* start Material to process *

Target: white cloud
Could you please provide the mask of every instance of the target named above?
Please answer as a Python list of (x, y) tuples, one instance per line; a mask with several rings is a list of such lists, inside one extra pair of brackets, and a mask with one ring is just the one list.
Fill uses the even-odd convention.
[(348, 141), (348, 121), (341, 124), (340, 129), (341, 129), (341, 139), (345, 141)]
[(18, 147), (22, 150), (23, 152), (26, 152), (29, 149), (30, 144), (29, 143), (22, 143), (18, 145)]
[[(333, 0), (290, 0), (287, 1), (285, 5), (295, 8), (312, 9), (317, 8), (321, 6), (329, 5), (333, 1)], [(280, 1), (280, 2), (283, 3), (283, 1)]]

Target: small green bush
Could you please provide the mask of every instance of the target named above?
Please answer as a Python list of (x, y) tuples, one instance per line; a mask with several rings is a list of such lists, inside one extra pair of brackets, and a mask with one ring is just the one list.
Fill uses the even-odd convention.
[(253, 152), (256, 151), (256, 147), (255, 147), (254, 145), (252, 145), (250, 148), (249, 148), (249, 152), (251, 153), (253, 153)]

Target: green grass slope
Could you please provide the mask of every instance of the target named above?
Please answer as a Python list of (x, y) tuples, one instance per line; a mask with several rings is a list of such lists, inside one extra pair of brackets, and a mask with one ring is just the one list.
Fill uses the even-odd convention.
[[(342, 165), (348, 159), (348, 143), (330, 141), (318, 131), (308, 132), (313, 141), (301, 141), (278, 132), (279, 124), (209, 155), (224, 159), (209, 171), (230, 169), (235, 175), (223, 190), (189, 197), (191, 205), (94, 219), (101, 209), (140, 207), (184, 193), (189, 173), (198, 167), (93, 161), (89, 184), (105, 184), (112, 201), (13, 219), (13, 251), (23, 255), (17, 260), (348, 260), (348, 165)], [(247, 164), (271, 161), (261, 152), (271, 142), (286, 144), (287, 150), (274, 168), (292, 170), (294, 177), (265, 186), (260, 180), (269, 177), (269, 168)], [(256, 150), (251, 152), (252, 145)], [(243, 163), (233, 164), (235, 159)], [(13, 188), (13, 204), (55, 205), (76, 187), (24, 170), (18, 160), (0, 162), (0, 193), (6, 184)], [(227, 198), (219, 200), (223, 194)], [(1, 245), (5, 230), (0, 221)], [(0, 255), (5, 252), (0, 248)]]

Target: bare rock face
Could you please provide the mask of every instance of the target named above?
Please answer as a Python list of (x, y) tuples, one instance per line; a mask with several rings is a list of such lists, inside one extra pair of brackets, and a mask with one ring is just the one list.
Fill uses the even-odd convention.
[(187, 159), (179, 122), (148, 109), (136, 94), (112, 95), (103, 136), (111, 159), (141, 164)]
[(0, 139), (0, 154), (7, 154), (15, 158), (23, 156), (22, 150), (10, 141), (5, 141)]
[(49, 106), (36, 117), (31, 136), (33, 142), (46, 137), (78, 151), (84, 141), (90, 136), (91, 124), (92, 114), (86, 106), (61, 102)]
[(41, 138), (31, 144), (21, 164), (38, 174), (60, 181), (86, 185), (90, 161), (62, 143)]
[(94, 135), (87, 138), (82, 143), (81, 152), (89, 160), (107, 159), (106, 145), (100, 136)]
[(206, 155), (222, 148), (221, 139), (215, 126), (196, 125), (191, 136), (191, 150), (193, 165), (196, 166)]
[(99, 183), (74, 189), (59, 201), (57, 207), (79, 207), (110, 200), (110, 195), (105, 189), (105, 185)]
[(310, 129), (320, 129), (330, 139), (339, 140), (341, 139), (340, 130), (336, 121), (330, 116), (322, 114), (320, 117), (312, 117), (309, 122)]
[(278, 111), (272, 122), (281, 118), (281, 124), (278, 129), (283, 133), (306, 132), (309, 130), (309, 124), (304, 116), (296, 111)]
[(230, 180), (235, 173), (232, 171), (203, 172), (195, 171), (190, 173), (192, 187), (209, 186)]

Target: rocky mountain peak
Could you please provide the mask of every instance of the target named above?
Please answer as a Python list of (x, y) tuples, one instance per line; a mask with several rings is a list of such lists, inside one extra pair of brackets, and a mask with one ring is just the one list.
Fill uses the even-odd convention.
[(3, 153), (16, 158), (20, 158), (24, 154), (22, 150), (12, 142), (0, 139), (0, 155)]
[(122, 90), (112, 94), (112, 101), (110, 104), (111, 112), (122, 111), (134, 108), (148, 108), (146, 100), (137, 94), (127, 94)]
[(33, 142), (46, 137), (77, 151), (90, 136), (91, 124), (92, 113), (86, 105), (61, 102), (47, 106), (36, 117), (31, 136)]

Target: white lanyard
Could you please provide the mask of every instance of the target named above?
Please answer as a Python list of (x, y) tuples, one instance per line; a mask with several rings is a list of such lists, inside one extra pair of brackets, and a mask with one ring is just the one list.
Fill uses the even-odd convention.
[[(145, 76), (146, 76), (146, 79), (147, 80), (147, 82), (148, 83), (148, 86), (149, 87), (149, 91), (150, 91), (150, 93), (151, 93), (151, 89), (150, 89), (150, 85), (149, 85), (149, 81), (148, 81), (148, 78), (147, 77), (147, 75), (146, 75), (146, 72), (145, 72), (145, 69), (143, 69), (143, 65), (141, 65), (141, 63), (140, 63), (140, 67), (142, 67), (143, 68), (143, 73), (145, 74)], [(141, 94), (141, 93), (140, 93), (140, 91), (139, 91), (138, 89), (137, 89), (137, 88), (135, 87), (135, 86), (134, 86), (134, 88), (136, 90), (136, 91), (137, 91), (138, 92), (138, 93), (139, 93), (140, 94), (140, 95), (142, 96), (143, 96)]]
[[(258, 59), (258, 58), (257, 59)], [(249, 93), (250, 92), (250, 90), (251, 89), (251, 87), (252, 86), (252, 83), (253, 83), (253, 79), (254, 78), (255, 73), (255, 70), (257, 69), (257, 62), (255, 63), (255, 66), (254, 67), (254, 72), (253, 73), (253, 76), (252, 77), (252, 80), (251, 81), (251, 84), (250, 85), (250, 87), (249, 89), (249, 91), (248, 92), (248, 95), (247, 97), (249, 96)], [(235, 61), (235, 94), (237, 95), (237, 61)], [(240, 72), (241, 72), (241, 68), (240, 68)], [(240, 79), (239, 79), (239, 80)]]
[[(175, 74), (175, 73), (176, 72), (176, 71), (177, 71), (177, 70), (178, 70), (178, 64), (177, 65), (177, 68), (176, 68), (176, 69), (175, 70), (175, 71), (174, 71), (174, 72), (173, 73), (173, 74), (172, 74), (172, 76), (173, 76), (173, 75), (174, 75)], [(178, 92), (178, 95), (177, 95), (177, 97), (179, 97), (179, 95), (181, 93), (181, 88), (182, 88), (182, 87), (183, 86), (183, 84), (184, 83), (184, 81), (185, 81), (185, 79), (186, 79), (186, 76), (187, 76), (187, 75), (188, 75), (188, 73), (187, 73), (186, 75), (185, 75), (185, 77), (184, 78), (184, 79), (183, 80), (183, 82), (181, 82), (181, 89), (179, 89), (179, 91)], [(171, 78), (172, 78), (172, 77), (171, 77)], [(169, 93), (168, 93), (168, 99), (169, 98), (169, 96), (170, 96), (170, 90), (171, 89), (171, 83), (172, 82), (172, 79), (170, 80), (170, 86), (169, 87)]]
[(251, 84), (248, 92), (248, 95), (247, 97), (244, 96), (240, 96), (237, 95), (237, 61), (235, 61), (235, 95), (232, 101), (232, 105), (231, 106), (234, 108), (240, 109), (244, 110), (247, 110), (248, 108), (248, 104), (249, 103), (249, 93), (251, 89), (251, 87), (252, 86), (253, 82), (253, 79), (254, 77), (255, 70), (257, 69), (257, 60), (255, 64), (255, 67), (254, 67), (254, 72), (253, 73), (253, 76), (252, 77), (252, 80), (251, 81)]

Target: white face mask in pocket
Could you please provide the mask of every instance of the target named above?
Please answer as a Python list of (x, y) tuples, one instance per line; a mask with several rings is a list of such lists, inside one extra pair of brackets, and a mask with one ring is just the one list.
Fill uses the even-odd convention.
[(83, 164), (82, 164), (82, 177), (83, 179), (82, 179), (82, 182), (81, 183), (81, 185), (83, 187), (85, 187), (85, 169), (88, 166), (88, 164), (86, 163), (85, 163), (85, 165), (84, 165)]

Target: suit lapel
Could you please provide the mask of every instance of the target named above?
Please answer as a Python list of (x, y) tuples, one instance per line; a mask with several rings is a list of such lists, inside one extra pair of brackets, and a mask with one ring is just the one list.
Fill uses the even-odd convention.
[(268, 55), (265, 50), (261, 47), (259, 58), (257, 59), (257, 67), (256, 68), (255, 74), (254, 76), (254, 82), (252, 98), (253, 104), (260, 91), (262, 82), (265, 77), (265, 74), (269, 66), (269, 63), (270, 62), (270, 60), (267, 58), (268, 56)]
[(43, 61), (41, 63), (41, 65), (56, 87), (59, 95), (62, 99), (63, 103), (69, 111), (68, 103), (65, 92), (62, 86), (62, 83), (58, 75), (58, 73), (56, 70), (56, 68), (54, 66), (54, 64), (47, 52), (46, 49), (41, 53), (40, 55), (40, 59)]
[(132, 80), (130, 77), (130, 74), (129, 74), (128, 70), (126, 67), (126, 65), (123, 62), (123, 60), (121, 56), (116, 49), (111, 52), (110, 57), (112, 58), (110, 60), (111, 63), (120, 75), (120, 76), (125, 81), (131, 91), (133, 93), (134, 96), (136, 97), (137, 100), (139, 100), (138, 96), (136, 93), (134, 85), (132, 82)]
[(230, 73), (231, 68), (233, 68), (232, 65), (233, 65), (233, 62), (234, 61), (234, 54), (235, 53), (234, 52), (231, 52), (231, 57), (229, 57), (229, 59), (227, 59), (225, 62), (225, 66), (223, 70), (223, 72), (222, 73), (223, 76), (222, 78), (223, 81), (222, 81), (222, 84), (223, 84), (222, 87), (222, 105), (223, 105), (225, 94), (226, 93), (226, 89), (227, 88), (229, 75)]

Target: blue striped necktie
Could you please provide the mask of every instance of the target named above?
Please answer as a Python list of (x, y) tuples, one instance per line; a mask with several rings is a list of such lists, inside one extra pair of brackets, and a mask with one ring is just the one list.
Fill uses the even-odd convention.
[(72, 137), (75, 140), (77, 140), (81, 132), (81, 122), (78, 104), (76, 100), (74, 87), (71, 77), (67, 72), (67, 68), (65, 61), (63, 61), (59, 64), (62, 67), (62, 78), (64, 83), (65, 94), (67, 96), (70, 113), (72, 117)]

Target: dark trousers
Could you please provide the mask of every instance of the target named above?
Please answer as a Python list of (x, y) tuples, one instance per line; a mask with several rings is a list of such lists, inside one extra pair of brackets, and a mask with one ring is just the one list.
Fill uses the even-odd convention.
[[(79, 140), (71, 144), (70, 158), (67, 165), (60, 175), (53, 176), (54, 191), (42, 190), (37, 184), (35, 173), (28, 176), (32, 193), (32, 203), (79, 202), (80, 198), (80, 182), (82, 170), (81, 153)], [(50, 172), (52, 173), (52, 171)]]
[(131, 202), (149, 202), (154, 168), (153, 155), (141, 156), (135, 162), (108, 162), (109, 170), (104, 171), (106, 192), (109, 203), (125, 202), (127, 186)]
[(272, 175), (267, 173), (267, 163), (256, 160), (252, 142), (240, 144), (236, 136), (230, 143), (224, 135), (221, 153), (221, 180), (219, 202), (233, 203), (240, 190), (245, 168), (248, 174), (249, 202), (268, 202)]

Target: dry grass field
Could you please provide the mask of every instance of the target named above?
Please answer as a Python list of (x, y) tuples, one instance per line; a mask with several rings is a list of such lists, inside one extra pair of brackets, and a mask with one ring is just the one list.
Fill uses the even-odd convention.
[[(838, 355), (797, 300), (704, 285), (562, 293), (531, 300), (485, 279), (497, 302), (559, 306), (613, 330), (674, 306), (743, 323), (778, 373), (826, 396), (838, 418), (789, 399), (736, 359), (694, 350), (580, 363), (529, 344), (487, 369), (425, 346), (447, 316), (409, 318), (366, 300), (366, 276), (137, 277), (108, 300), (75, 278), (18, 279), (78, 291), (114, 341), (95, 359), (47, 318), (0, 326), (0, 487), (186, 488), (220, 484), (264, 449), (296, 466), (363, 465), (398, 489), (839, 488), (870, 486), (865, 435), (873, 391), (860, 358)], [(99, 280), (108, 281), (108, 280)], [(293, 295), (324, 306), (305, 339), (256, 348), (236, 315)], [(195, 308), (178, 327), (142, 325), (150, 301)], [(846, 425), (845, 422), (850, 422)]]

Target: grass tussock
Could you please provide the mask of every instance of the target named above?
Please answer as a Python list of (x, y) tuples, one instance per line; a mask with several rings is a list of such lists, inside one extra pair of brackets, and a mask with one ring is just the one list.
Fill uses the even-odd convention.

* end Material to process *

→ Exercise: Starting from the first line at the top and stopping after the line that contains "3), (283, 1)]]", write those lines out again with "instance" switched to "object" everywhere and nothing else changed.

→ Solution to this exercise:
Target: white cloud
Could you please provide the mask of every object of the target named above?
Please answer as a Python list of (x, y) tuples, one object per line; a mask with several rings is a list of such lists, inside one extra pair of brackets, and a mask with one ring is just the one list.
Fill uses the even-odd convention.
[(348, 141), (348, 121), (341, 124), (340, 129), (341, 129), (341, 139), (345, 141)]
[(18, 147), (22, 150), (23, 152), (26, 152), (29, 149), (30, 144), (29, 143), (22, 143), (18, 145)]
[[(333, 0), (290, 0), (287, 1), (285, 5), (295, 8), (312, 9), (317, 8), (321, 6), (329, 5), (333, 1)], [(280, 1), (280, 2), (283, 3), (283, 1)]]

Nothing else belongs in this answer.